INPUT DATA
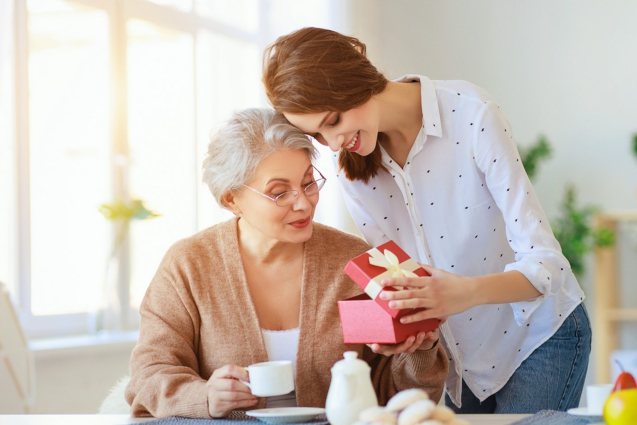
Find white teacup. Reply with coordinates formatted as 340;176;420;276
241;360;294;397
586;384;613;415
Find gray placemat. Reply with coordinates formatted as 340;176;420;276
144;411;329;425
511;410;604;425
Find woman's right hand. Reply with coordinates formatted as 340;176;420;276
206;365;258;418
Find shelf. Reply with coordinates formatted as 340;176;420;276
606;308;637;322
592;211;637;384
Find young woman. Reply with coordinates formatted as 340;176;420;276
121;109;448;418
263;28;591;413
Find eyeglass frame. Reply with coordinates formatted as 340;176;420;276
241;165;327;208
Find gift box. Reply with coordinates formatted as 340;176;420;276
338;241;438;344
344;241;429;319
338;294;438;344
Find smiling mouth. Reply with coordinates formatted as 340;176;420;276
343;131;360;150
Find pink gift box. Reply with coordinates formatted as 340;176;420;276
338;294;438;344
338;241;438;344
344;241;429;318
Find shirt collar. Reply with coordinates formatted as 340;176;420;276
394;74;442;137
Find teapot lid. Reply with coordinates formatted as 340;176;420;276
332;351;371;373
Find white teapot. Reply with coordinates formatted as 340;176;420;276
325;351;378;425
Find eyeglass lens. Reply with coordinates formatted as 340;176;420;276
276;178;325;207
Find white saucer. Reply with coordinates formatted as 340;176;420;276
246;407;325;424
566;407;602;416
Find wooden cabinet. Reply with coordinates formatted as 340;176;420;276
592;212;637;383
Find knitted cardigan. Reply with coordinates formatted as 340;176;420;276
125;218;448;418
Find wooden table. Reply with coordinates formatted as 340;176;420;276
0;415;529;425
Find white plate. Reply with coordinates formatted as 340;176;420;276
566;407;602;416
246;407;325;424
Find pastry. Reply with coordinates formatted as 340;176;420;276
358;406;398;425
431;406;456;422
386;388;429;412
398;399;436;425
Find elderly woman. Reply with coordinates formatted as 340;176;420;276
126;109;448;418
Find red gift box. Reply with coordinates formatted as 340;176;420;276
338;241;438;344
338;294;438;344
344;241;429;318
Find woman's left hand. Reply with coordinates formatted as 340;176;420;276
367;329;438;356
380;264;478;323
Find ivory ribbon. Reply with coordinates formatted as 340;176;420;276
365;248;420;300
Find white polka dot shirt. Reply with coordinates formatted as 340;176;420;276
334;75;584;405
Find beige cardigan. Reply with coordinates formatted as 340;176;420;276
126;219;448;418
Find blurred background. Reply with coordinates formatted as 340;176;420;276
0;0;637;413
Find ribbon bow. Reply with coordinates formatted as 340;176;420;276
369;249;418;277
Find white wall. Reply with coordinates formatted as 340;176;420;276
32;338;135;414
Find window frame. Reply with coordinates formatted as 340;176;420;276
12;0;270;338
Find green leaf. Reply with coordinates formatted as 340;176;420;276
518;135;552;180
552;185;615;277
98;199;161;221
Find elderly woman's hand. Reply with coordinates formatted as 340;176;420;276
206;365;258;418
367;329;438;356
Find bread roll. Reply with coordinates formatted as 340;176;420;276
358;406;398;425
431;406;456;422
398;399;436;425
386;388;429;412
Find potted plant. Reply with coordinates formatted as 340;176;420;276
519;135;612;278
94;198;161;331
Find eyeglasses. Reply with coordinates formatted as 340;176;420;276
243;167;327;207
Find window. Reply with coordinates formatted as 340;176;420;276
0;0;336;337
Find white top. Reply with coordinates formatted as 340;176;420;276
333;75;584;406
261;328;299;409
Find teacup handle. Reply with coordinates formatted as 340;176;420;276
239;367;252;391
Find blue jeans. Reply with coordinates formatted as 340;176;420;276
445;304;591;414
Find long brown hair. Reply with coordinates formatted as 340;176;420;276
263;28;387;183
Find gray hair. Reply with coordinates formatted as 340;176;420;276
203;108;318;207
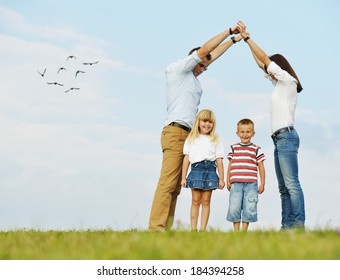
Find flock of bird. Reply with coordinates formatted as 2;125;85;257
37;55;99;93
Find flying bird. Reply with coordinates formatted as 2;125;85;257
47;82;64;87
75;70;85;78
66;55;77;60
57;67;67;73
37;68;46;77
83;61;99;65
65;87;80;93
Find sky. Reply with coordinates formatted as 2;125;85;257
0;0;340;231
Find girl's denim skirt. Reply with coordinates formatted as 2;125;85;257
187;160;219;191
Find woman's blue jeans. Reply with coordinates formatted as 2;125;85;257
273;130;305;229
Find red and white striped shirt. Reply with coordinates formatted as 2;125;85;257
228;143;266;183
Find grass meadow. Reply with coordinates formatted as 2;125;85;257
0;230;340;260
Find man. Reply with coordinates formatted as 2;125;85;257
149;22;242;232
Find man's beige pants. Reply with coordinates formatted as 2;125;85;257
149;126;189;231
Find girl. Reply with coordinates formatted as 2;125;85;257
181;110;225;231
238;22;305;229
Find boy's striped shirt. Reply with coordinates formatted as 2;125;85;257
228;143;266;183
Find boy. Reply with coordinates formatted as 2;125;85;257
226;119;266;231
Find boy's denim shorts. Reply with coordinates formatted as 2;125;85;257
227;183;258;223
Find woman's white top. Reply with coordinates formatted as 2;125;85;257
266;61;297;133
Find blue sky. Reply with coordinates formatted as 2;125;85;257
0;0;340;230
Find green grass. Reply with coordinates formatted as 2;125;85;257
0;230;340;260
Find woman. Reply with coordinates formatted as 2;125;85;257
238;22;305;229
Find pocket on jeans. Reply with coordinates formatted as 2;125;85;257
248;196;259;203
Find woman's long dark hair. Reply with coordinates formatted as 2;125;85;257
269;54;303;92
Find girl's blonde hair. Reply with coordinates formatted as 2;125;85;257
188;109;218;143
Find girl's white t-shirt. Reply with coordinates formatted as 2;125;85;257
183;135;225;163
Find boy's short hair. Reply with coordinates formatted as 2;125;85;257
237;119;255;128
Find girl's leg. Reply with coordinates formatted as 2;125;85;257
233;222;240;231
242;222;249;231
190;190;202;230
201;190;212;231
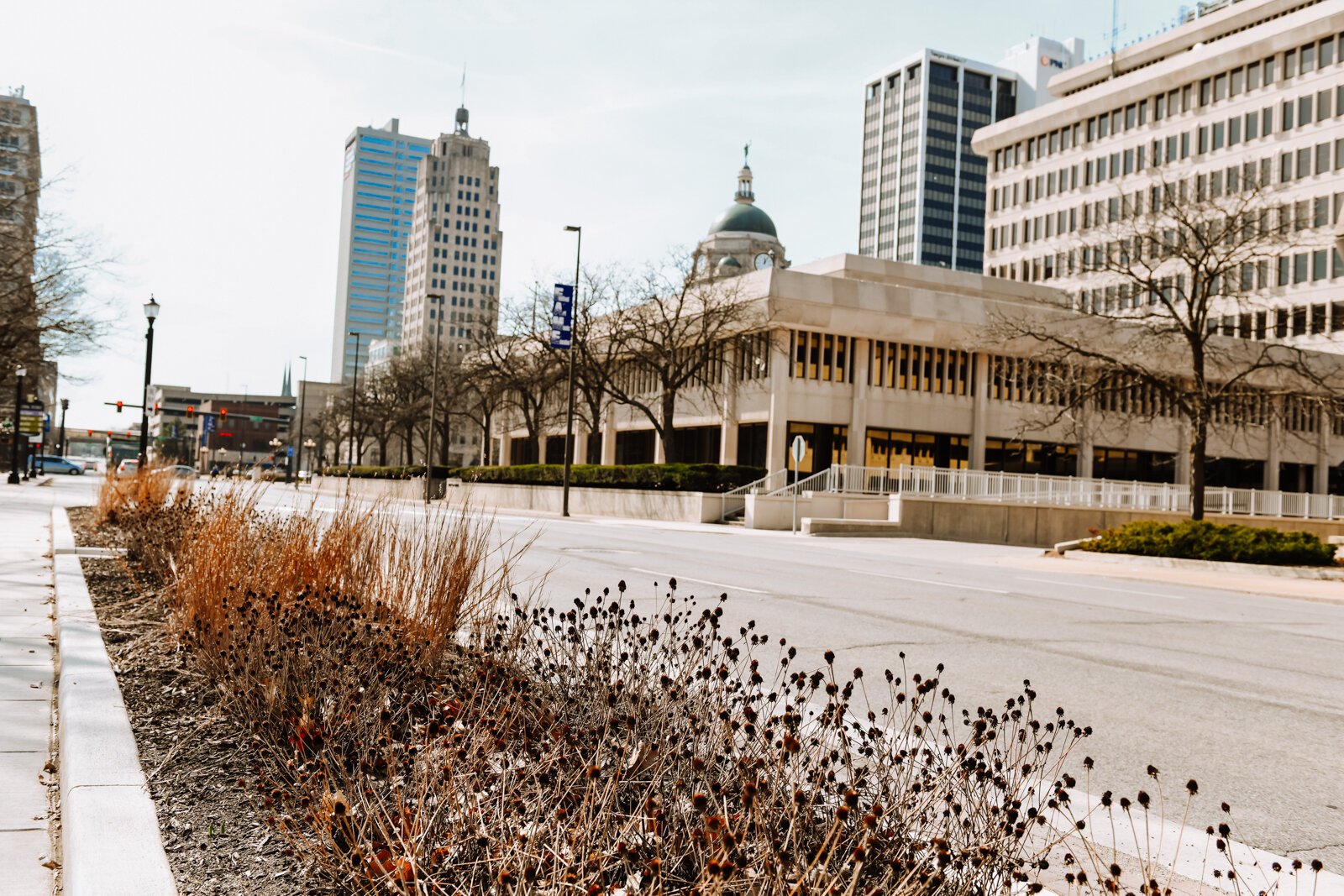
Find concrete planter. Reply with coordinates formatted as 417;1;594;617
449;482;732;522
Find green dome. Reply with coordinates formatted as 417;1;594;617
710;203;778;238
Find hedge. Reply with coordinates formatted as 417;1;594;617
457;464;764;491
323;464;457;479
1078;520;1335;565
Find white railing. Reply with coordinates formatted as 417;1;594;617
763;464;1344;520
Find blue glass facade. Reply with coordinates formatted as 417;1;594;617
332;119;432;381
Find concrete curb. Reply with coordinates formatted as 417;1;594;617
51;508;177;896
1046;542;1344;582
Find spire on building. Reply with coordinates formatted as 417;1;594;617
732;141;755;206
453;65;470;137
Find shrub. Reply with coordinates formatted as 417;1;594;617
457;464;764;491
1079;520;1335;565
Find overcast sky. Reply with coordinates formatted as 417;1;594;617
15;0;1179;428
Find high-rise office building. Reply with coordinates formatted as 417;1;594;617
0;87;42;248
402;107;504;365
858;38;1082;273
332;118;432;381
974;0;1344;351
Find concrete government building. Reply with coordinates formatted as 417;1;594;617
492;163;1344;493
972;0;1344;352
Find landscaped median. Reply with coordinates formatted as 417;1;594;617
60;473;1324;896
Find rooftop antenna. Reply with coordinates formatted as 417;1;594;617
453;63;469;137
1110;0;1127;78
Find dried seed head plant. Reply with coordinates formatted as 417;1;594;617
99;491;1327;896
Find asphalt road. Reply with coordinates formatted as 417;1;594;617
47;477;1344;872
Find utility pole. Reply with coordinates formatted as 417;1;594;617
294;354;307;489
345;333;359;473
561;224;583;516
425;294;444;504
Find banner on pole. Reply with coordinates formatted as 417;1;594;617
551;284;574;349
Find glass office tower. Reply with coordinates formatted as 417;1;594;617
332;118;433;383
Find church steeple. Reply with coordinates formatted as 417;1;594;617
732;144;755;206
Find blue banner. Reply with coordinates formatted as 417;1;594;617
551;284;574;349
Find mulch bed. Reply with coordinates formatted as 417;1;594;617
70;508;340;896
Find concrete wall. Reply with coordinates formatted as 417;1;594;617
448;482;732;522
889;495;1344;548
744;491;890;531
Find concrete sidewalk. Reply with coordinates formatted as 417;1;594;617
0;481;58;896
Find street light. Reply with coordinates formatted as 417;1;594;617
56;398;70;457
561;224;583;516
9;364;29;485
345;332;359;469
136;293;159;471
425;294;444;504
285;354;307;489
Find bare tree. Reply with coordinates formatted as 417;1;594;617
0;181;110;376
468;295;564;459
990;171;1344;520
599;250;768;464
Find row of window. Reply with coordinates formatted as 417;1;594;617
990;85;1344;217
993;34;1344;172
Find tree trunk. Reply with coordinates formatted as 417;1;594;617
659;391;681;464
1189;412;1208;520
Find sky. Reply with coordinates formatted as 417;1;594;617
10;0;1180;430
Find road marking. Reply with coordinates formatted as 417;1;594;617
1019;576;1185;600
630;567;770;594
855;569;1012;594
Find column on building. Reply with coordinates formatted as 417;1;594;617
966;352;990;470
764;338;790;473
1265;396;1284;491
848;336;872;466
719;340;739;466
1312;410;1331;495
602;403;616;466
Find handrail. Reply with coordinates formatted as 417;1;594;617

WRITTEN TASK
Render the records between the lines holding "Find bread roll." and "239;367;252;391", inclusive, as a two-column CSV with the header text,answer. Give one row per "Find" line, with that line in the text field and the coordinates listed under it in the answer field, each field in double quotes with line breaks turned into spaces.

EXPECTED ANSWER
text,answer
"Find bread roll. Reply with coordinates formatted as 340;176;420;276","358;406;398;425 431;406;456;422 398;399;436;425 386;388;429;412"
"Find potted plant. Reply with coordinates formatted as 340;176;420;276","519;135;612;278 94;198;161;331"
"Find eyeglasses. Reply with coordinates formatted as 340;176;420;276","243;167;327;207"
"Find window. Reply with coordinates formatted as 340;176;420;276","0;0;336;337"
"Find white top. Reply with coordinates formatted as 340;176;420;276","333;75;584;406 261;328;299;409"
"Find teacup handle. Reply with coordinates formatted as 340;176;420;276","239;367;252;391"